*Directions for this task*. Output every entry exactly, from the first line to the last.

*Material for this task*.
————

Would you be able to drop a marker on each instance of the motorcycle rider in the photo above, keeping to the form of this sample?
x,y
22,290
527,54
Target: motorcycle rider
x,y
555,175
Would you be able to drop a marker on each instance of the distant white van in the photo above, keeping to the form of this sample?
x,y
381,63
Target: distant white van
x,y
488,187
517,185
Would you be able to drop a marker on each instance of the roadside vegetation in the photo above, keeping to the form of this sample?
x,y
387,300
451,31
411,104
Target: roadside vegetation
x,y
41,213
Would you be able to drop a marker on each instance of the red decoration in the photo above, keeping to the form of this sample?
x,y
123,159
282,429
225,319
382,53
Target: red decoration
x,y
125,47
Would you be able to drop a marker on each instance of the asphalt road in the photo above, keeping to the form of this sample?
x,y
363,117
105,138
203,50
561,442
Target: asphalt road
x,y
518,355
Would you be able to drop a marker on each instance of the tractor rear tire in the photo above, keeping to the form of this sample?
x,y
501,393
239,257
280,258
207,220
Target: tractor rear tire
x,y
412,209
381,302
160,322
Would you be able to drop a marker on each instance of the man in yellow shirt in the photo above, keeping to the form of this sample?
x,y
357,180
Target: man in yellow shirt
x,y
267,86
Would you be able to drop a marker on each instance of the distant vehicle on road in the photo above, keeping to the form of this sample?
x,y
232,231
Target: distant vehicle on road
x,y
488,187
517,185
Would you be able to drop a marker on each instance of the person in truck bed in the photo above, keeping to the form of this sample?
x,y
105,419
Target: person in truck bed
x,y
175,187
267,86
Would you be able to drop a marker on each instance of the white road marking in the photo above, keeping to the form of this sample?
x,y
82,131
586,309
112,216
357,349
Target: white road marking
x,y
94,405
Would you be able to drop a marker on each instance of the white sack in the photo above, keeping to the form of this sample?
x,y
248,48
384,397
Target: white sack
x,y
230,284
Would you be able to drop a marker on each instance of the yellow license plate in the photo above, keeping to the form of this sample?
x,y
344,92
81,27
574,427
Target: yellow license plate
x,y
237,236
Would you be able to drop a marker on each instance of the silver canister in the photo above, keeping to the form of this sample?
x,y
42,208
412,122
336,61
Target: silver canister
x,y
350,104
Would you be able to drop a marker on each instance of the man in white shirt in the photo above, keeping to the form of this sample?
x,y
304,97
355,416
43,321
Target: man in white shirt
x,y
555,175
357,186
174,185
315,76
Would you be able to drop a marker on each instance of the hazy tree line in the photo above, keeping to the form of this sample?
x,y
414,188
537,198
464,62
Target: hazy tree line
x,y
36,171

————

*Final result*.
Would you be able to drop a marker on each instance of the motorcycle rider in the photo above, keeping to the form of this sample?
x,y
22,290
527,54
Target: motorcycle rider
x,y
555,175
Would you be able to drop a marker on each instance of the distant white van in the photo above, keeping to the form of this sample?
x,y
381,63
Target: distant white van
x,y
488,187
517,185
Would you be able to drop a marker on each instance of the roadside vegetation in the photo above, keeping to the form of this sample?
x,y
387,300
451,31
411,104
Target: roadside vegetation
x,y
41,213
Would you be able to drop a marker on each instance of the red decoration in the photo above, keeping to the form of this sample?
x,y
123,159
282,429
225,319
382,53
Target: red decoration
x,y
125,47
Would you be able to drop a marker on each instance of the asphalt road in the photo above, keeping to the form of this sample?
x,y
363,117
105,138
203,50
561,442
Target: asphalt road
x,y
518,355
Would you be able to drop a marker on each instance of the tractor rear tire in the photo above, keeping to the form of this sample?
x,y
501,393
239,257
280,258
207,220
Target: tractor rear tire
x,y
412,209
381,302
160,322
Would you be able to drop a marker on each instance of the man in yellow shirt in the photo above, keeping to the form of this sample?
x,y
357,180
Target: man in yellow shirt
x,y
267,86
Would you be able to drop a marker on each instance of the distant vehicle on road in the photo above, keeping to the form of this sample?
x,y
232,231
Target: distant vehicle on road
x,y
488,187
517,185
Would you be able to drop a marker on each instance of the person in truck bed in the photo above, keeping to the form of this sample?
x,y
105,419
Target: person in truck bed
x,y
175,187
267,86
Would you be able to drop a marker on each instance of the white road marking in the photo above, keeping to the form of this sample?
x,y
82,131
586,309
112,216
357,349
Target: white road marking
x,y
94,405
Would you be able to drop a marker on each instance of the white sack in the photo above, keeping to the form of this sample?
x,y
248,48
384,397
Target: white sack
x,y
230,284
Would you be able to drop a marker on each instance of the yellow license plate in the photo above, keeping to the form of this sample?
x,y
344,92
81,27
574,427
Target: yellow license plate
x,y
237,236
Would you be able to drop a marker on each instance of the silver canister in the photo above, keeping to the form of this sample?
x,y
42,208
412,122
336,61
Target: silver canister
x,y
350,104
Would you be able to drop a marker on each instance of the man in white shirt in the photo above, keeping to the form of this sample?
x,y
304,97
355,416
43,321
Target: man in white shirt
x,y
555,175
357,186
174,185
315,76
Would you be able to drop a marker on each instance of the hazy tree line in the photo above, keeping to the form of this sample?
x,y
414,188
537,198
464,62
Target: hazy tree line
x,y
36,171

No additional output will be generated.